Texte extrait
····················

« Shoot ! La photographie existentielle »
dim, 07/10/2011 - 17:56
Se (faire) tirer le portrait : l’expression bien connue pour désigner le fait de se prendre en photo ne pourrait mieux décrire la drôle d’expérience photographique présentée par l’exposition « Shoot ! La photographie existentielle » (Rencontres d’Arles, été 2010).
C’est dans les années 20 qu’une attraction d’un genre nouveau est apparue dans les fêtes foraines, le tir photographique. Fonctionnant sur le principe d’un stand de tir classique, la récompense était quant à elle pour le moins originale. Car à la place des traditionnelles peluches géantes, le tireur expérimenté (ou chanceux !) qui arrivait à toucher la cible en son centre se voyait remettre son propre portrait. En effet, en réussissant à viser le cœur de la cible, le tireur déclenchait l’appareil qui le prenait instantanément en photo, carabine à la main et regard concentré et/ou amusé.
Et le vocabulaire photographique prenait tout son sens : tirer, viser, shooter, recharger…
Jamais on n’aurait pu prendre davantage conscience du parallèle qui existe entre ces deux pratiques que sont le tir et la photographie !

····················

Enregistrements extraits
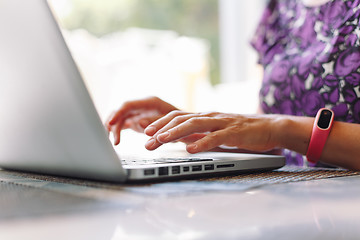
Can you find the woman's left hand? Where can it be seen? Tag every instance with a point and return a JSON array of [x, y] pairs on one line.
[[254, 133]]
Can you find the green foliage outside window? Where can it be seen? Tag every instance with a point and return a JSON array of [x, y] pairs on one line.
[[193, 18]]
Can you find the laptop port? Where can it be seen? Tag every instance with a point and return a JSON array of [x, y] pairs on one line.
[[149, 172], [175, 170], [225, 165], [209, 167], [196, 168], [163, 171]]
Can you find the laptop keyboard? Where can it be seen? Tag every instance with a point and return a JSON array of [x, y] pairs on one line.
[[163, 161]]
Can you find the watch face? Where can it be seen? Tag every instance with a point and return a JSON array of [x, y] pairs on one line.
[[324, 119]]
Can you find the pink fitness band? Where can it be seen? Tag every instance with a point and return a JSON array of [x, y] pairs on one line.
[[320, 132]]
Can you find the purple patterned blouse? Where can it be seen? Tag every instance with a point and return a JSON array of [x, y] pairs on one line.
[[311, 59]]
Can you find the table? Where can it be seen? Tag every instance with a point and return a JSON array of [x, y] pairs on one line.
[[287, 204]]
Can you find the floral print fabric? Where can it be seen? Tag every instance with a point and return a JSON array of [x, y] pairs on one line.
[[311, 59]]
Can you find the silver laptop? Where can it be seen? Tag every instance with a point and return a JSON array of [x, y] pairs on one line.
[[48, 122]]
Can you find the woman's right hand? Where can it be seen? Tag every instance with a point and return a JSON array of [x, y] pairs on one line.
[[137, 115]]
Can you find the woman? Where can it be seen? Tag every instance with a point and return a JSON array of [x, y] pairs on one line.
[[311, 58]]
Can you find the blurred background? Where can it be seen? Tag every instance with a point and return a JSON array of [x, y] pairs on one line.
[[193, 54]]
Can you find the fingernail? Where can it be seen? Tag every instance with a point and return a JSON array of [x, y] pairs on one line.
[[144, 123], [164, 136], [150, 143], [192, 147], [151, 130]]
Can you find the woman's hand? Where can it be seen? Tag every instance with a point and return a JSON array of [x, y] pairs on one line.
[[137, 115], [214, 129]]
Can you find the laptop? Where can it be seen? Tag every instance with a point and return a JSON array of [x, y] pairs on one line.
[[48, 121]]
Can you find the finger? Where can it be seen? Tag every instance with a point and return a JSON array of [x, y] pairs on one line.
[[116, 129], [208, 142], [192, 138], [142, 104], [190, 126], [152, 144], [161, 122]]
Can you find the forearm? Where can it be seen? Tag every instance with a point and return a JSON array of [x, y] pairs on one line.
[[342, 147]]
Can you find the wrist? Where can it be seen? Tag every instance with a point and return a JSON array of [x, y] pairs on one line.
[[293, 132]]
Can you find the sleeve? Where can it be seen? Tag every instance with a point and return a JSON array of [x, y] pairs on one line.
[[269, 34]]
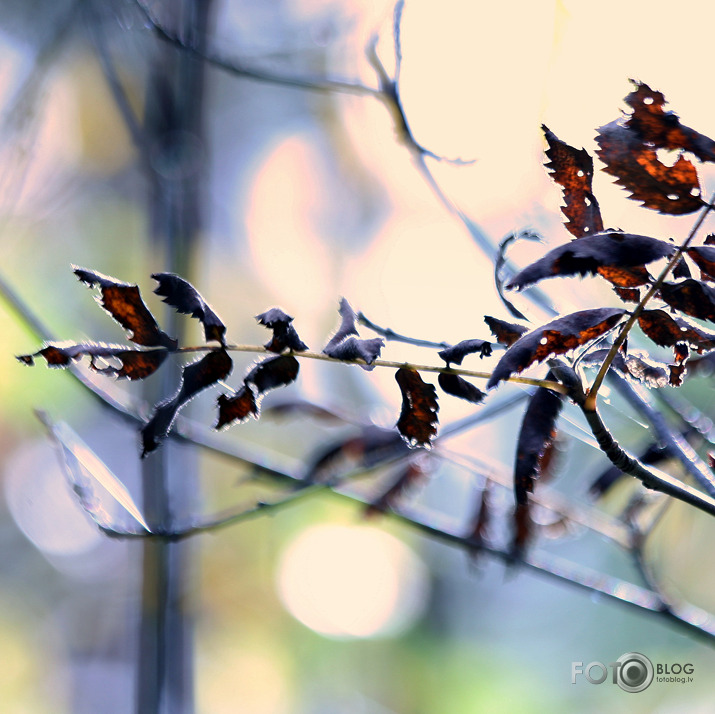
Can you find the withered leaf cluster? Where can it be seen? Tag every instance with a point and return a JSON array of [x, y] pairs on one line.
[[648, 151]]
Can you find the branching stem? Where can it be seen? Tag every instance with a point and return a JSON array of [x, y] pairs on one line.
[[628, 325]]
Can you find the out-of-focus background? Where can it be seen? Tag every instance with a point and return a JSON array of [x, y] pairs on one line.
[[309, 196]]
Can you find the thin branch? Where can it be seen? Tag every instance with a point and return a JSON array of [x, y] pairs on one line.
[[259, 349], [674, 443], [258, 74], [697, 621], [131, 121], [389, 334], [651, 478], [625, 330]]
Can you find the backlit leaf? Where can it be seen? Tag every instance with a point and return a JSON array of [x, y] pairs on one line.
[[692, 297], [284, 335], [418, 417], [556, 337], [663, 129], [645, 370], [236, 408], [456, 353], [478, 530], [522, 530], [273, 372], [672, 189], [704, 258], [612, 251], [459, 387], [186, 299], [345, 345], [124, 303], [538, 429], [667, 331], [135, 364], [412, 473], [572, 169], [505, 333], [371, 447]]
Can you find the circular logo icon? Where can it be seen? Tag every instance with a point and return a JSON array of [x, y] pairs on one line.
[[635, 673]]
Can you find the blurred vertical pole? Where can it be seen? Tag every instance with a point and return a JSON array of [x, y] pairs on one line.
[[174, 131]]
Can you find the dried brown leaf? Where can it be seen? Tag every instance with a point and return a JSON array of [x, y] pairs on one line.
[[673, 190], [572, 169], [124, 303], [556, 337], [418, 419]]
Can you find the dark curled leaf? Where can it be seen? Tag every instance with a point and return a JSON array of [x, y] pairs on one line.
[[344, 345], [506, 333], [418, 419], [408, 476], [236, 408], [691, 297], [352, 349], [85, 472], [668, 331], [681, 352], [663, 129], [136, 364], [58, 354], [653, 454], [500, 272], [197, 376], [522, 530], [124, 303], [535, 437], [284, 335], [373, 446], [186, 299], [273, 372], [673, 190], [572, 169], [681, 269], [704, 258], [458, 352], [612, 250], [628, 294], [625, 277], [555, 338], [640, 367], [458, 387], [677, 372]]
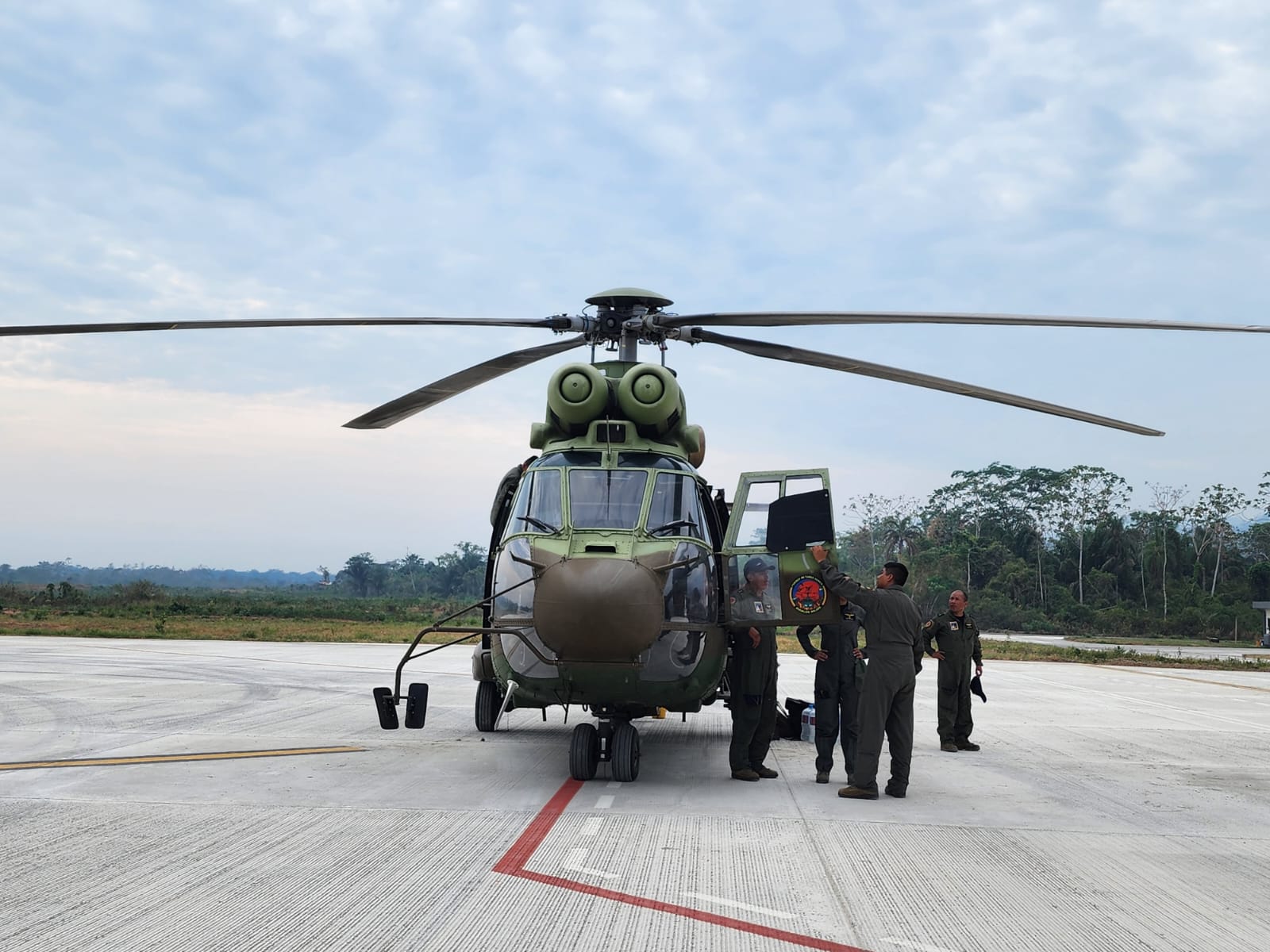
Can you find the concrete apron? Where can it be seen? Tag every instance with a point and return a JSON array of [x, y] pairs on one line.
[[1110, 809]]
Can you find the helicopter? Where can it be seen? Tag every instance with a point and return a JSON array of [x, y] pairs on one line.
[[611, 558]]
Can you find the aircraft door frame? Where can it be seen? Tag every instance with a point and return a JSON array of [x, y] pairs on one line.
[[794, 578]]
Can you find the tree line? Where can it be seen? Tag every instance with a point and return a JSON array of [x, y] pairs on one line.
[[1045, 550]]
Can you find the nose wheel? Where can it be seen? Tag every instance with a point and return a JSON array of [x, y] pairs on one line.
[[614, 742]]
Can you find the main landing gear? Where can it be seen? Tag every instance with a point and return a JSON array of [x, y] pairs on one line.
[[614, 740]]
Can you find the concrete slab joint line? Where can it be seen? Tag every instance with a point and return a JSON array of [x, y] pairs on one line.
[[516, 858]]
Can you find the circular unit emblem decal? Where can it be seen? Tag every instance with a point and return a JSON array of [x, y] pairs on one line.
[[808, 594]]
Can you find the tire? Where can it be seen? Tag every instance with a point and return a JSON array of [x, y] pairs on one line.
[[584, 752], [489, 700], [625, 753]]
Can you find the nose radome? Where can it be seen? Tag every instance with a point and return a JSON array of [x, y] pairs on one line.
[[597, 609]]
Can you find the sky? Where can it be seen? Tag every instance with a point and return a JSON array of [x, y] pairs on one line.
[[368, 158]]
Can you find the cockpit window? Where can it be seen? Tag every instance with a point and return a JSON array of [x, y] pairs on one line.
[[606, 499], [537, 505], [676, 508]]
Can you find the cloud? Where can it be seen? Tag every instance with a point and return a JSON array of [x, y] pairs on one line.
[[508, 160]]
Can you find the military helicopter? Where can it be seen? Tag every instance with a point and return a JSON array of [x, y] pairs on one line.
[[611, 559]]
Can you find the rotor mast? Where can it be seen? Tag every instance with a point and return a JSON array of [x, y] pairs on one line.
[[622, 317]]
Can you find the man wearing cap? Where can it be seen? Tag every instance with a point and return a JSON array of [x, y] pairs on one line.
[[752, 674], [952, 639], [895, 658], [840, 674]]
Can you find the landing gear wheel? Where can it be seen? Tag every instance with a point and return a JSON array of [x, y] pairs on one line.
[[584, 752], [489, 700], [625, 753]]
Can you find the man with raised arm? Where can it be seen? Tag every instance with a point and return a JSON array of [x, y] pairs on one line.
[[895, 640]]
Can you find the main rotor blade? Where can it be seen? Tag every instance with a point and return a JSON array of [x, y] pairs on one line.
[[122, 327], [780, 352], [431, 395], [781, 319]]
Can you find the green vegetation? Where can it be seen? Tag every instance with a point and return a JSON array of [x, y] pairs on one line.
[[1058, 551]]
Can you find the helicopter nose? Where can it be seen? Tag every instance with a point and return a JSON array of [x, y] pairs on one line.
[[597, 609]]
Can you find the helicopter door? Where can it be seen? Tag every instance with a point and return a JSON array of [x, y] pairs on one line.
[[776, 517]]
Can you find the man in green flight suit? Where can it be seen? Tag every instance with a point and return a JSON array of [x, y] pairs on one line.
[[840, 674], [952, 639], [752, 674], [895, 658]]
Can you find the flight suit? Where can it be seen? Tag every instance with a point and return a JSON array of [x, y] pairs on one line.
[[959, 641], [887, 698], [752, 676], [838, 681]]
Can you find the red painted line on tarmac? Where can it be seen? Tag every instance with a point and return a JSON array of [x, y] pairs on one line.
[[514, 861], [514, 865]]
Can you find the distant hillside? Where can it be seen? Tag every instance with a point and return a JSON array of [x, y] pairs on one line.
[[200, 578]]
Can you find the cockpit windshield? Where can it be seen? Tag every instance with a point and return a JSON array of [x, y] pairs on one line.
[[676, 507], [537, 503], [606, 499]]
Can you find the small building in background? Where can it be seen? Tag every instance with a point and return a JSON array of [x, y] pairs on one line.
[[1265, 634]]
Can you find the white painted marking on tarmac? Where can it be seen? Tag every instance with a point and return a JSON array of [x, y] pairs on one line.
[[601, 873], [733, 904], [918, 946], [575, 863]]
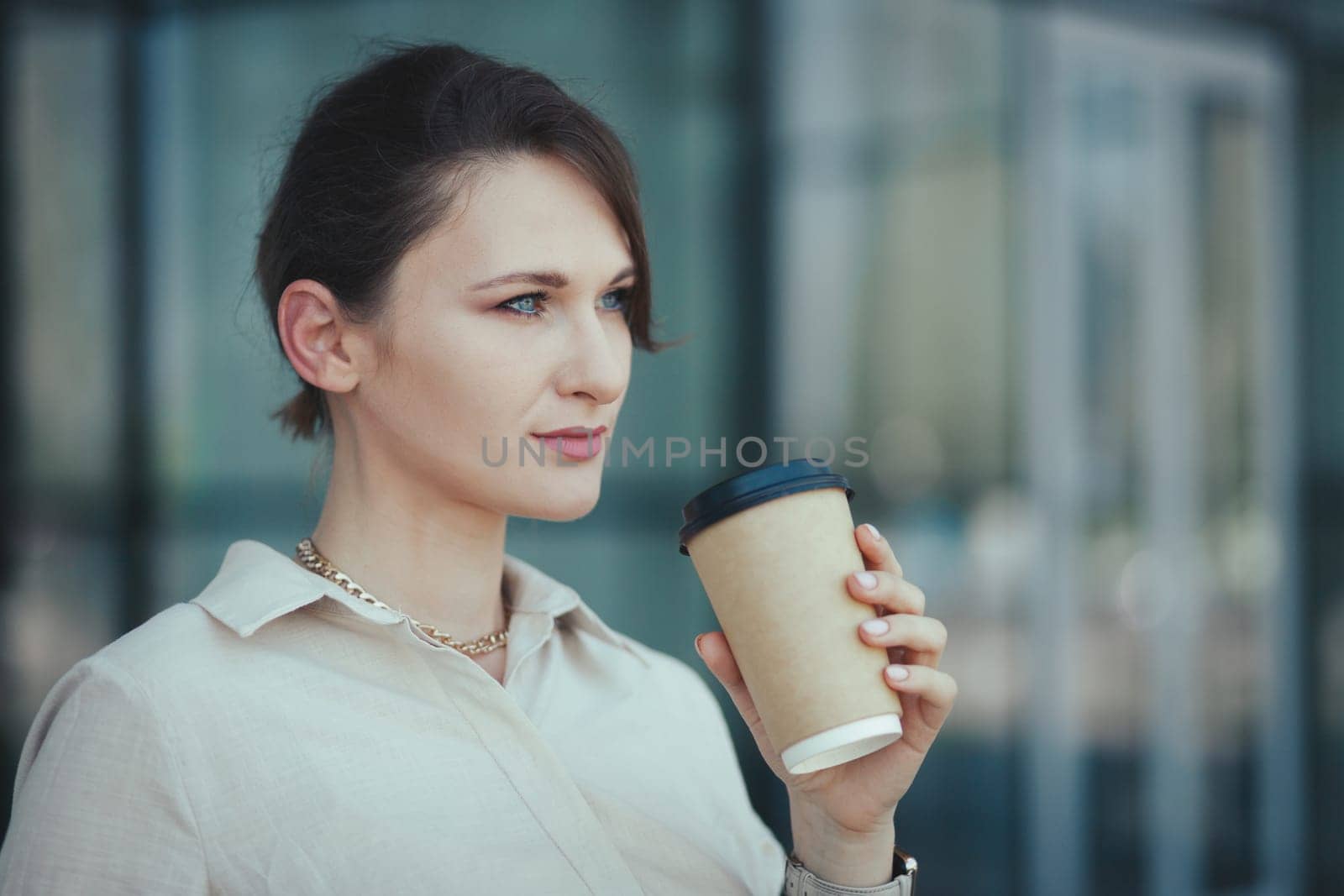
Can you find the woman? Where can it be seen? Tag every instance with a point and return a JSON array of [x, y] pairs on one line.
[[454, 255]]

····················

Exercices
1. Relevez les verbes du vocabulaire photographique que le texte sur le tir photographique énumère pour montrer le parallèle entre le tir et la photographie.
2. Répondez brièvement à partir du texte sur le tir photographique :
(a) Au cours de quelle décennie le tir photographique est-il apparu dans les fêtes foraines ?
(b) Quelle récompense remplaçait les traditionnelles peluches géantes ?
(c) Dans quel cadre l'exposition « Shoot ! La photographie existentielle » a-t-elle été présentée ?
3. Poursuivez le texte sur le tir photographique à la suite de sa dernière phrase.

Corrigé
1. tirer, viser, shooter, recharger

2.
(a) Dans les années 20.
(b) Le propre portrait du tireur.
(c) Aux Rencontres d'Arles, à l'été 2010.

3.
Dispositif ludique, cette idée de tir photographique n’en est pas moins hautement symbolique. Si le résultat n’a techniquement rien d’exceptionnel (on a vu meilleure qualité de photo), le procédé illustre le combat psychologique auquel tout être humain est confronté, en offrant aux tireurs un duel très personnel, entre soi… et soi. Car c’est finalement en se tirant dessus qu’on «existe », photographiquement parlant, et la photo gagnée montre le tireur en train de se mettre lui-même en joue. Un geste à la dimension violente, donc, mais tout autant originale et drôle, qui connut un beau succès.
Visiteurs de fêtes foraine de tout poil sont donc immortalisés dans cette exposition : Jean-Paul Sartre et Simone de Beauvoir, Juliette Gréco, Cocteau, Truffaut, Fellini, Eluard, Man Ray, Cartier-Bresson (et bien d’autres), les artistes y côtoient les anonymes. Dont l’une d’elle ne l’est plus tant que ça, grâce à sa pratique assidue du tir photographique !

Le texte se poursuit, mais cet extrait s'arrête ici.